The request:
Every line from the one with "For the benchmark, mark every instance of the side" to the end of the data needs to be copied exactly, and no line before it.

Input records:

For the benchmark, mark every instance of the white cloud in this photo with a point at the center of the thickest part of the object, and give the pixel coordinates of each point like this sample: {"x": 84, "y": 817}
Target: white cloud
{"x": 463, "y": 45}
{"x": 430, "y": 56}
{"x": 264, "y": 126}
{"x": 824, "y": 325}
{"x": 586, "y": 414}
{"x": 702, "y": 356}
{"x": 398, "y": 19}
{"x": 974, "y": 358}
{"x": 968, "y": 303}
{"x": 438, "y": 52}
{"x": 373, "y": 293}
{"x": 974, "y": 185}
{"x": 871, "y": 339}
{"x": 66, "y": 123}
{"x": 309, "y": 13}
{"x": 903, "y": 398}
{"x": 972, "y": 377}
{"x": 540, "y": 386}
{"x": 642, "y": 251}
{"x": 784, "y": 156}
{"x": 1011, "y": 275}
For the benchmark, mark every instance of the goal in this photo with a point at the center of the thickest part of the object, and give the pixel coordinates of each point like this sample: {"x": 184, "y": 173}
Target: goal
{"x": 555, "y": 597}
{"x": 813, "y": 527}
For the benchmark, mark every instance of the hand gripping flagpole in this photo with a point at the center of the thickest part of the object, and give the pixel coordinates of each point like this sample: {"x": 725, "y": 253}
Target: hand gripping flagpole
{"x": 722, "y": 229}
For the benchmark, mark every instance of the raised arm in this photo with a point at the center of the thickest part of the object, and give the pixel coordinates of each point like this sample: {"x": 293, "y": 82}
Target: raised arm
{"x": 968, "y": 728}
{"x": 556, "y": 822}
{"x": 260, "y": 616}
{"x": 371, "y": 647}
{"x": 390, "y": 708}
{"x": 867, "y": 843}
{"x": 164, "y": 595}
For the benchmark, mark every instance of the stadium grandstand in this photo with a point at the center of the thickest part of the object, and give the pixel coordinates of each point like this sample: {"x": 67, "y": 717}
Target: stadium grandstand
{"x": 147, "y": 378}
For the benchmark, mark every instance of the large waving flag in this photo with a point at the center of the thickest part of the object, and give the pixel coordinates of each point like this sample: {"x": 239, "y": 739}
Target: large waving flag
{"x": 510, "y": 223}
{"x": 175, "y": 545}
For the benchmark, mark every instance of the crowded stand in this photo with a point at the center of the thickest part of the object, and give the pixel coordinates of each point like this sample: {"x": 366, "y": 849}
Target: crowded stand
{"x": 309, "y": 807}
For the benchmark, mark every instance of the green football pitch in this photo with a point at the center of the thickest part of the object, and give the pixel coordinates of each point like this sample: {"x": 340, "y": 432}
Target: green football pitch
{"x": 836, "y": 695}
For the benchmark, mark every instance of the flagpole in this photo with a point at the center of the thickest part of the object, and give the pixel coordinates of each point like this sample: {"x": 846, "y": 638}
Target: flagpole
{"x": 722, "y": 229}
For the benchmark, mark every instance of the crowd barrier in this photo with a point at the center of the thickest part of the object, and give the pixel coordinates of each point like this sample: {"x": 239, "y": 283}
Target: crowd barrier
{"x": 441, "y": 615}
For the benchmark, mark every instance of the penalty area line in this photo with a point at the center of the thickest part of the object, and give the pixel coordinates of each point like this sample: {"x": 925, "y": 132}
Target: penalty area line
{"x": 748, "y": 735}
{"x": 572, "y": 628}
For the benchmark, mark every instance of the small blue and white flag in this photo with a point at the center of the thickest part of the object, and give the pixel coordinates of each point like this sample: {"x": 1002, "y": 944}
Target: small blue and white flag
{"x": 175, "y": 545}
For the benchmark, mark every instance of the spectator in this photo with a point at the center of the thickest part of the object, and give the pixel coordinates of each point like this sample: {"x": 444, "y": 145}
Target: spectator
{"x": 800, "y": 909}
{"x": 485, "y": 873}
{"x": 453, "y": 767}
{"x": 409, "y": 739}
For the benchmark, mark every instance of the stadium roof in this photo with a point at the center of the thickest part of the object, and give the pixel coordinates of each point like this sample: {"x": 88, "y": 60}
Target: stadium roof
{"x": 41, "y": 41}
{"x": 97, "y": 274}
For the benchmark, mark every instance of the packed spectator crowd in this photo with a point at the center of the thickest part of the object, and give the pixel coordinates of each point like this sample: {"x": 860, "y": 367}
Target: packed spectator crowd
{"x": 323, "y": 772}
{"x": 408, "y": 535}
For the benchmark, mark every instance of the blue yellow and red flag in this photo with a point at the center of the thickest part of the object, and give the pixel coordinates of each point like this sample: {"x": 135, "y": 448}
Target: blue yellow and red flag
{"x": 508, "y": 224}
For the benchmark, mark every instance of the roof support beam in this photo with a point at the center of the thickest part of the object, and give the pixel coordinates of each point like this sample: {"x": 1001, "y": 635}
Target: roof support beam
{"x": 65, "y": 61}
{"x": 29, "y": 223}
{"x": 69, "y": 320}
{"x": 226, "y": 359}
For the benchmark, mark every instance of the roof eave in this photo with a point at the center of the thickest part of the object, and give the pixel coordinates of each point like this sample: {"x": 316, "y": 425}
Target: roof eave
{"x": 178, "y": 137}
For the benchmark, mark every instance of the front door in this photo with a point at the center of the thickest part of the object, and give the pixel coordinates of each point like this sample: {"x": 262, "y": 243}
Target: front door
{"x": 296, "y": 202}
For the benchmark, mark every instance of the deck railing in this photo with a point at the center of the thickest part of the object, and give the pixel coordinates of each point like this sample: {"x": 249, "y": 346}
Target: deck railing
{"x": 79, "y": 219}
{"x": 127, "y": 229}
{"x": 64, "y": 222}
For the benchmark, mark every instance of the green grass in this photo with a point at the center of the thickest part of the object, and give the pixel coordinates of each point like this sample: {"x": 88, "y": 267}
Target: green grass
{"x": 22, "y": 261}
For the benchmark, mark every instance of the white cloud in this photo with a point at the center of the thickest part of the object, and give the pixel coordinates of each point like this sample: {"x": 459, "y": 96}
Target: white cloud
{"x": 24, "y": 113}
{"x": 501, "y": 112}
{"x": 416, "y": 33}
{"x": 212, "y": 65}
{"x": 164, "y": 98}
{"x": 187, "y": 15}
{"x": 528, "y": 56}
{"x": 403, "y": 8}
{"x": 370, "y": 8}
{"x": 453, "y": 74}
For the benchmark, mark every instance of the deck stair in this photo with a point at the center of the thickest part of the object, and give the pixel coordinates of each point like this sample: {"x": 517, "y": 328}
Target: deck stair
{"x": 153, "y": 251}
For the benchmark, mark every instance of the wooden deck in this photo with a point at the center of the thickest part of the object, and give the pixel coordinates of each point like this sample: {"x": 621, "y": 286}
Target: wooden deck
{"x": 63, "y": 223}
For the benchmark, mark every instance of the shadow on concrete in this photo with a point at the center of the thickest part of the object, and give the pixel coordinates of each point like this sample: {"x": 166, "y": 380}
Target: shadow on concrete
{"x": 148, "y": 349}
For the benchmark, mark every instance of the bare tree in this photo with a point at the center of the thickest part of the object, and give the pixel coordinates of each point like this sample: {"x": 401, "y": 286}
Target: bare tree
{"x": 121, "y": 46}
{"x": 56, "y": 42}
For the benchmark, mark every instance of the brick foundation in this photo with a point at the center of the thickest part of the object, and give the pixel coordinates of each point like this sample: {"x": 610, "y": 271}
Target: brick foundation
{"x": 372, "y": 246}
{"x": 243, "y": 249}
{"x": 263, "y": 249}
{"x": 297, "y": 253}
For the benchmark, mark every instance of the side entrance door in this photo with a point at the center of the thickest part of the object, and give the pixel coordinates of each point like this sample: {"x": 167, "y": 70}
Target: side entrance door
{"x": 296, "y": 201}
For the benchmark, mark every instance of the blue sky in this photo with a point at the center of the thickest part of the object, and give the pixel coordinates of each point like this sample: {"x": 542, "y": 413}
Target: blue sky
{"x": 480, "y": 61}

Response to the task:
For the benchmark, mark every instance of the side entrance door in this photo with a point at the center of the thickest part of the object, and give the pixel coordinates of each point like this sample: {"x": 167, "y": 70}
Target: side entrance door
{"x": 296, "y": 201}
For the benchmark, mark every instance of the blue sky in this photo with a point at the center of the thickest part of the object, and give the pixel coordinates of each point like this sample: {"x": 542, "y": 413}
Target: blue sky
{"x": 480, "y": 61}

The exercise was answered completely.